• SET EXERCISE: Copy the listing below, changing every "innermost point" to "central point" and keeping everything else the same. Leave the pictures out of your copy.

=== GIVEN INFORMATION ===

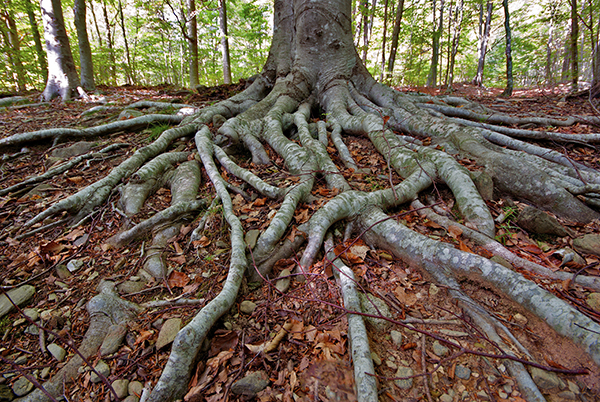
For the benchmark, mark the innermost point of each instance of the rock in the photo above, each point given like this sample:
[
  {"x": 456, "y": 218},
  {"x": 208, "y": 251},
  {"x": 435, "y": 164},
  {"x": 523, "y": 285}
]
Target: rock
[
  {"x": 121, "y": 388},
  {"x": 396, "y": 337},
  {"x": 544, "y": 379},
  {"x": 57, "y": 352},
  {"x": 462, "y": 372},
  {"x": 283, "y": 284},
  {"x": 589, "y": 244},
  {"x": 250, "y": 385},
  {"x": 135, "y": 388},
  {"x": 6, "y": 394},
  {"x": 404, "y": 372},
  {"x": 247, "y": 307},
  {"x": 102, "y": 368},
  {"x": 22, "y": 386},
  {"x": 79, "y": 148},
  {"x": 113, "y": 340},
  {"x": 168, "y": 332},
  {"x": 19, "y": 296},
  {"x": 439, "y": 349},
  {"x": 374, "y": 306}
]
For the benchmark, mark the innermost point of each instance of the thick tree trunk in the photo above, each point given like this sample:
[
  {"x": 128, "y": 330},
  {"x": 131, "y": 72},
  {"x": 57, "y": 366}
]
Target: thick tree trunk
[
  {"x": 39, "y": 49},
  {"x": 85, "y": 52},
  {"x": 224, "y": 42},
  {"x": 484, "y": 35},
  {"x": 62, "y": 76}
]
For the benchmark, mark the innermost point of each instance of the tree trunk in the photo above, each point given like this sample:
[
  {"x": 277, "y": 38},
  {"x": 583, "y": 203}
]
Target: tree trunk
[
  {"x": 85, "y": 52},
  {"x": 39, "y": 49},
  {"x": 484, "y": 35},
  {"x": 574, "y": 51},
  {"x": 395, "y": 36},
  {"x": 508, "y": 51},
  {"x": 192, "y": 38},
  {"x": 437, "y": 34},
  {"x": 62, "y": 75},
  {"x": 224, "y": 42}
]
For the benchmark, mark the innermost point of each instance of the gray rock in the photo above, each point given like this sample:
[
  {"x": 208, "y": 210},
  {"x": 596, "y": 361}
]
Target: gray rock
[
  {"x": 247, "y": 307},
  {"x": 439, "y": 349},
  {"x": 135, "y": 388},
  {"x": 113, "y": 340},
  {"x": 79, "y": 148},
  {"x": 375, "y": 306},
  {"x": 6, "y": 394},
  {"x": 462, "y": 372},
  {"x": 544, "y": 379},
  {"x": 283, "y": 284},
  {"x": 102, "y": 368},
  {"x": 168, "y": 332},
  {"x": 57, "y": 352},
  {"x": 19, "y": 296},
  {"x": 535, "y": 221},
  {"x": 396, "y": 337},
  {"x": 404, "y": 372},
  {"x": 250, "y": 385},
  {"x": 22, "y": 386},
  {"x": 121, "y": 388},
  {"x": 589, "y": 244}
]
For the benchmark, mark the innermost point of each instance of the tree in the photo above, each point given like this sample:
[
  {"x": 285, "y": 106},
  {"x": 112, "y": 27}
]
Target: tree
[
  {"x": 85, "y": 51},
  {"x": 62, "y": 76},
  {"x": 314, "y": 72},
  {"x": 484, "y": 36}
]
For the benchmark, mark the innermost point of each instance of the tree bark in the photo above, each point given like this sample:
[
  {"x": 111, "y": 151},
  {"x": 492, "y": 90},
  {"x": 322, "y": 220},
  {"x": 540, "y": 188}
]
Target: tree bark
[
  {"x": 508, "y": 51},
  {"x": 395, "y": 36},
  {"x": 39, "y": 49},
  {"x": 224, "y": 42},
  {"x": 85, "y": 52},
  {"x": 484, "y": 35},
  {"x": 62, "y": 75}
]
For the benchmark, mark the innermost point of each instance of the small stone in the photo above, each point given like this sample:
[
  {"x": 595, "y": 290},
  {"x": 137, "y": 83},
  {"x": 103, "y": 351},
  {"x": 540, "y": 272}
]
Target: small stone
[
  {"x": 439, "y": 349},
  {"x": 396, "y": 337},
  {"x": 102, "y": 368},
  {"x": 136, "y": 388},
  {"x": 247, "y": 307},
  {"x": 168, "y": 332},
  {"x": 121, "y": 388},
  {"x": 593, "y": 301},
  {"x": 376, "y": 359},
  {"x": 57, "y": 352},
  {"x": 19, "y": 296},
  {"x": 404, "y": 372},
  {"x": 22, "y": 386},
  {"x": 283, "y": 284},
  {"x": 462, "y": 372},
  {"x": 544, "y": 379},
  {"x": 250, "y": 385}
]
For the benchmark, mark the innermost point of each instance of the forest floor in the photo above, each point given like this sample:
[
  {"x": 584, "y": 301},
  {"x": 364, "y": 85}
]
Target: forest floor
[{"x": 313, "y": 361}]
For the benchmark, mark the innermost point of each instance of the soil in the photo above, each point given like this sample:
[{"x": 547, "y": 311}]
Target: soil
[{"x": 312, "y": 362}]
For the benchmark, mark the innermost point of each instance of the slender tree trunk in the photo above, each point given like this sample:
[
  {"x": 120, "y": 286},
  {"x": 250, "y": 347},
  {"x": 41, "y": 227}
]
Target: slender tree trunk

===

• OUTPUT OF THE EXERCISE:
For the benchmark, mark the central point of each instance of the rock in the photo above, each point given like this sample:
[
  {"x": 456, "y": 218},
  {"x": 208, "y": 251},
  {"x": 435, "y": 164},
  {"x": 523, "y": 285}
]
Target: rock
[
  {"x": 121, "y": 388},
  {"x": 396, "y": 337},
  {"x": 544, "y": 379},
  {"x": 57, "y": 352},
  {"x": 462, "y": 372},
  {"x": 283, "y": 284},
  {"x": 589, "y": 244},
  {"x": 250, "y": 385},
  {"x": 135, "y": 388},
  {"x": 6, "y": 394},
  {"x": 404, "y": 372},
  {"x": 247, "y": 307},
  {"x": 102, "y": 368},
  {"x": 22, "y": 386},
  {"x": 79, "y": 148},
  {"x": 113, "y": 340},
  {"x": 168, "y": 332},
  {"x": 19, "y": 296},
  {"x": 439, "y": 349},
  {"x": 374, "y": 306}
]
For the benchmark, mark the central point of each instance of the thick tree trunk in the photo above, each point given like this sample:
[
  {"x": 128, "y": 330},
  {"x": 131, "y": 72},
  {"x": 57, "y": 366}
]
Target: thick tree trunk
[
  {"x": 39, "y": 49},
  {"x": 85, "y": 52},
  {"x": 224, "y": 42},
  {"x": 484, "y": 35},
  {"x": 62, "y": 76}
]
For the benchmark, mark the central point of each instance of the tree trunk in the photo above, each point given like this sample:
[
  {"x": 277, "y": 38},
  {"x": 583, "y": 203}
]
Target: tree trunk
[
  {"x": 85, "y": 52},
  {"x": 39, "y": 49},
  {"x": 484, "y": 35},
  {"x": 574, "y": 51},
  {"x": 395, "y": 36},
  {"x": 508, "y": 51},
  {"x": 192, "y": 38},
  {"x": 437, "y": 34},
  {"x": 62, "y": 75},
  {"x": 224, "y": 42}
]
For the benchmark, mark the central point of each instance of the gray rock in the photo above, each point given like this sample:
[
  {"x": 208, "y": 210},
  {"x": 596, "y": 361}
]
Target: gray rock
[
  {"x": 247, "y": 307},
  {"x": 439, "y": 349},
  {"x": 135, "y": 388},
  {"x": 113, "y": 340},
  {"x": 79, "y": 148},
  {"x": 375, "y": 306},
  {"x": 6, "y": 394},
  {"x": 462, "y": 372},
  {"x": 544, "y": 379},
  {"x": 283, "y": 284},
  {"x": 102, "y": 368},
  {"x": 168, "y": 332},
  {"x": 57, "y": 352},
  {"x": 19, "y": 296},
  {"x": 535, "y": 221},
  {"x": 396, "y": 337},
  {"x": 404, "y": 372},
  {"x": 250, "y": 385},
  {"x": 22, "y": 386},
  {"x": 121, "y": 388},
  {"x": 589, "y": 244}
]
For the benchmark, mark the central point of each instance of the tree in the photo above, each point given like this sample:
[
  {"x": 285, "y": 106},
  {"x": 112, "y": 27}
]
Target: tree
[
  {"x": 85, "y": 51},
  {"x": 62, "y": 76},
  {"x": 314, "y": 72},
  {"x": 484, "y": 36}
]
For the benchmark, mark the central point of each instance of the tree bark in the photo above, each point given like this sample:
[
  {"x": 111, "y": 151},
  {"x": 492, "y": 90},
  {"x": 322, "y": 220},
  {"x": 540, "y": 188}
]
Target: tree bark
[
  {"x": 508, "y": 51},
  {"x": 395, "y": 36},
  {"x": 39, "y": 49},
  {"x": 224, "y": 42},
  {"x": 85, "y": 52},
  {"x": 484, "y": 35},
  {"x": 62, "y": 75}
]
For the benchmark, mark the central point of each instance of the small stone in the photo above, each point given like this sample:
[
  {"x": 595, "y": 290},
  {"x": 137, "y": 83},
  {"x": 103, "y": 351},
  {"x": 540, "y": 272}
]
Target: small stone
[
  {"x": 439, "y": 349},
  {"x": 396, "y": 337},
  {"x": 102, "y": 368},
  {"x": 136, "y": 388},
  {"x": 247, "y": 307},
  {"x": 168, "y": 332},
  {"x": 121, "y": 388},
  {"x": 593, "y": 301},
  {"x": 376, "y": 359},
  {"x": 57, "y": 352},
  {"x": 19, "y": 296},
  {"x": 404, "y": 372},
  {"x": 22, "y": 386},
  {"x": 283, "y": 284},
  {"x": 462, "y": 372},
  {"x": 544, "y": 379},
  {"x": 250, "y": 385}
]
For the benchmark, mark the central point of each instance of the forest floor in the photo above, each point given like this sample:
[
  {"x": 584, "y": 301},
  {"x": 364, "y": 85}
]
Target: forest floor
[{"x": 313, "y": 361}]
For the benchmark, mark the central point of each instance of the soil in the photo above, each point given like this sample:
[{"x": 547, "y": 311}]
Target: soil
[{"x": 312, "y": 362}]
For the benchmark, mark the central point of each instance of the slender tree trunk in the photo above, each point given like this sample:
[
  {"x": 120, "y": 286},
  {"x": 250, "y": 347},
  {"x": 41, "y": 227}
]
Target: slender tree trunk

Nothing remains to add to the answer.